TASK DIRECTIONS: Please return the full listing below without altering anything.
■ ■ ■ ■ ■ ■ ■
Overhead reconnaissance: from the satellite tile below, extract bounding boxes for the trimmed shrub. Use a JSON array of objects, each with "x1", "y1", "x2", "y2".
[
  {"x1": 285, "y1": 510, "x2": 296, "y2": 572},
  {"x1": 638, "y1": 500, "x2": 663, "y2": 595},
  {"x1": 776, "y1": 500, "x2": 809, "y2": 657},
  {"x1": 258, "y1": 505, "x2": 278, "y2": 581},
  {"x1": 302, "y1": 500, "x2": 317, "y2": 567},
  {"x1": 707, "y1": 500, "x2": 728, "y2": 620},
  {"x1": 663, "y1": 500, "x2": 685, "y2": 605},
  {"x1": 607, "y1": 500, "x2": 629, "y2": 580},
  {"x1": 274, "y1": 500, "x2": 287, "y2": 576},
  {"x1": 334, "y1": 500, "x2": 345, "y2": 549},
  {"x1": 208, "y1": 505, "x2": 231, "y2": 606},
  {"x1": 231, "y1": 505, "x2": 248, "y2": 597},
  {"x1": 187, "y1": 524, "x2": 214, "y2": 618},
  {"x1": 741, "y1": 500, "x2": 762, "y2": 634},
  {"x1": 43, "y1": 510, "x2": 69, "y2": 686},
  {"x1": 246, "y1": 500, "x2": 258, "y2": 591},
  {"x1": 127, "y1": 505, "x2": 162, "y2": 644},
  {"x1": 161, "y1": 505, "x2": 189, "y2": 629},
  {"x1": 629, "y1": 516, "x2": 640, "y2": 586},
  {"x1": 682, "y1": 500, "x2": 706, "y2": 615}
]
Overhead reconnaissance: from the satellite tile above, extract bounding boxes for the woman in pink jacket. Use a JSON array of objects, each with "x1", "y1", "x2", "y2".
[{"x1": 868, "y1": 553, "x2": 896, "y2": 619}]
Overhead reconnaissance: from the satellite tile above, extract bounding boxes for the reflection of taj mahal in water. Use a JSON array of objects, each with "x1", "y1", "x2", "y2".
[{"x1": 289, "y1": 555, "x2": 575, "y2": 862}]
■ ■ ■ ■ ■ ■ ■
SOLUTION BELOW:
Overhead reconnaissance: from the satellite tile below, extract bounding boxes for the trimmed shrub. Use a JSON array of objects, each with "x1", "y1", "x2", "y2".
[
  {"x1": 285, "y1": 510, "x2": 296, "y2": 572},
  {"x1": 638, "y1": 500, "x2": 663, "y2": 595},
  {"x1": 776, "y1": 500, "x2": 809, "y2": 657},
  {"x1": 258, "y1": 505, "x2": 278, "y2": 581},
  {"x1": 302, "y1": 500, "x2": 317, "y2": 567},
  {"x1": 707, "y1": 500, "x2": 728, "y2": 620},
  {"x1": 663, "y1": 500, "x2": 685, "y2": 605},
  {"x1": 607, "y1": 500, "x2": 629, "y2": 580},
  {"x1": 274, "y1": 500, "x2": 287, "y2": 576},
  {"x1": 334, "y1": 500, "x2": 345, "y2": 549},
  {"x1": 208, "y1": 505, "x2": 231, "y2": 606},
  {"x1": 231, "y1": 505, "x2": 248, "y2": 597},
  {"x1": 187, "y1": 524, "x2": 214, "y2": 618},
  {"x1": 741, "y1": 500, "x2": 762, "y2": 634},
  {"x1": 43, "y1": 510, "x2": 69, "y2": 686},
  {"x1": 246, "y1": 500, "x2": 258, "y2": 591},
  {"x1": 127, "y1": 505, "x2": 162, "y2": 644},
  {"x1": 161, "y1": 505, "x2": 189, "y2": 629},
  {"x1": 629, "y1": 516, "x2": 640, "y2": 586},
  {"x1": 682, "y1": 500, "x2": 706, "y2": 615}
]
Overhead reconnaissance: from the satellite tile above, extract bounding boxes for the woman in pink jacket. Use a JSON array of objects, each with "x1", "y1", "x2", "y2".
[{"x1": 868, "y1": 553, "x2": 896, "y2": 619}]
Overhead reconnaissance: from the satellite tile above, extract bounding boxes for the reflection of taj mahal in water. Use a JSON array of objects, each with "x1", "y1", "x2", "y2".
[{"x1": 289, "y1": 555, "x2": 575, "y2": 862}]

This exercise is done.